§ **제시문**
어느 대학교의 신입생의 학과별 성별에 대한 데이터이다. DataUrl = https://raw.githubusercontent.com/Datamanim/datarepo/main/krdatacertificate/e4_p3_1_.csv 이 데이터를 바탕으로, 학생들의 학과와 성별이 서로 독립적인지 여부를 확인하기 위해 카이제곱 독립성 검정을 실시 하려한다.

import pandas as pd 
df= pd.read_csv('https://raw.githubusercontent.com/Datamanim/datarepo/main/krdatacertificate/e4_p3_1_.csv')
df.head()
학번 학과 성별
0 DFSKJK_1 경영학과
1 DFSKJK_2 사회학과
2 DFSKJK_3 기계공학과
3 DFSKJK_4 경제학과
4 DFSKJK_5 기계공학과

3-1-a

학과 평균 인원에 대한 값을 소숫점 이하 3자리까지 구하여라

Hide code cell source
result= round(df.groupby(['학과']).size().mean(),3)
print(result)
170.333

3-1-b

카이제곱검정 독립성 검정 통계량을 소숫점 이하 3자리까지 구하여라

Hide code cell source
from scipy.stats import chi2_contingency


crosstab = pd.crosstab(df['학과'], df['성별'])
s, p, _, _ = chi2_contingency(crosstab)


round_s = round(s,3)
print(round_s)
5.646

3-1-c

카이제곱검정 독립성 검정의 pvalue를 소숫점 이하 3자리까지 구하여라. 유의수준 0.05하에서 귀무가설과 대립가설중 유의한 것을 출력하라

Hide code cell source
round_p = round(p,3)
print(p)
print('귀무')
0.3421500573497989
귀무

Attention

어느 학교에서 수학 시험을 본 학생 100명 중 60명이 60점 이상을 받았다. 이 학교의 수학 시험의 평균 점수가 50점 이상인지 95%의 신뢰 수준에서 검정하려한다.

§ **연습용 행**
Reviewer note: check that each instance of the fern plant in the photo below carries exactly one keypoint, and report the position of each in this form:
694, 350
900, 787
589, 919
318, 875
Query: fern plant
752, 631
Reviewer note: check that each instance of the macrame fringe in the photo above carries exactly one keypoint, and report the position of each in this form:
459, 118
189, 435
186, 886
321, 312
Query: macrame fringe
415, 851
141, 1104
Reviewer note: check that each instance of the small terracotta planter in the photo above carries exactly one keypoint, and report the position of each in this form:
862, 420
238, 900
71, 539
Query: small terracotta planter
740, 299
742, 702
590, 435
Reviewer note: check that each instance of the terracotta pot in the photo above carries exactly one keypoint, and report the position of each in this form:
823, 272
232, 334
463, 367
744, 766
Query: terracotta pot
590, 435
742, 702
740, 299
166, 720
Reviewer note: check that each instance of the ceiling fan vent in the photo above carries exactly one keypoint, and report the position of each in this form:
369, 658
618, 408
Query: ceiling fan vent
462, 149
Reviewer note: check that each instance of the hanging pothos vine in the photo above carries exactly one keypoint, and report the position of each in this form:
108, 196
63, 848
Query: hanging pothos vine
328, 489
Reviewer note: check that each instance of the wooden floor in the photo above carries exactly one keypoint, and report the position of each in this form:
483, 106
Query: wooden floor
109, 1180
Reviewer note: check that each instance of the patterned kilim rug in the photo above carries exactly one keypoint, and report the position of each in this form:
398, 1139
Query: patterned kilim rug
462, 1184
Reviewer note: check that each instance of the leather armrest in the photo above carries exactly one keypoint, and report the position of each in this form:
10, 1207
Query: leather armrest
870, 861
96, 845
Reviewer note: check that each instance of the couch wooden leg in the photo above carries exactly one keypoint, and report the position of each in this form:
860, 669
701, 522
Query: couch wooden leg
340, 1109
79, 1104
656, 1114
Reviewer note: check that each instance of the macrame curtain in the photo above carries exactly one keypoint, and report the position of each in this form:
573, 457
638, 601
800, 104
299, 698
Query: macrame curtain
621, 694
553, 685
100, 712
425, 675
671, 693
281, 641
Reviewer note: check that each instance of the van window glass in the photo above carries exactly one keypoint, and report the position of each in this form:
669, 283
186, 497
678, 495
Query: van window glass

§ **풀어 볼 문제**
(1) 제시문에 따르면 이 데이터로 카이제곱 독립성 검정을 하려는 이유는 무엇인지 한두 문장으로 설명하세요.
(2) 위 행들 가운데 "leather"라는 문자열이 들어 있는 줄을 하나도 빠짐없이 그대로 보여 주세요. 대소문자는 구분합니다.

§ **정답 모음**
(1) 학생들의 학과와 성별이 서로 독립적인지 확인하기 위해서입니다.

(2)
Reviewer note: check that each instance of the leather armrest in the photo above carries exactly one keypoint, and report the position of each in this form:
Query: leather armrest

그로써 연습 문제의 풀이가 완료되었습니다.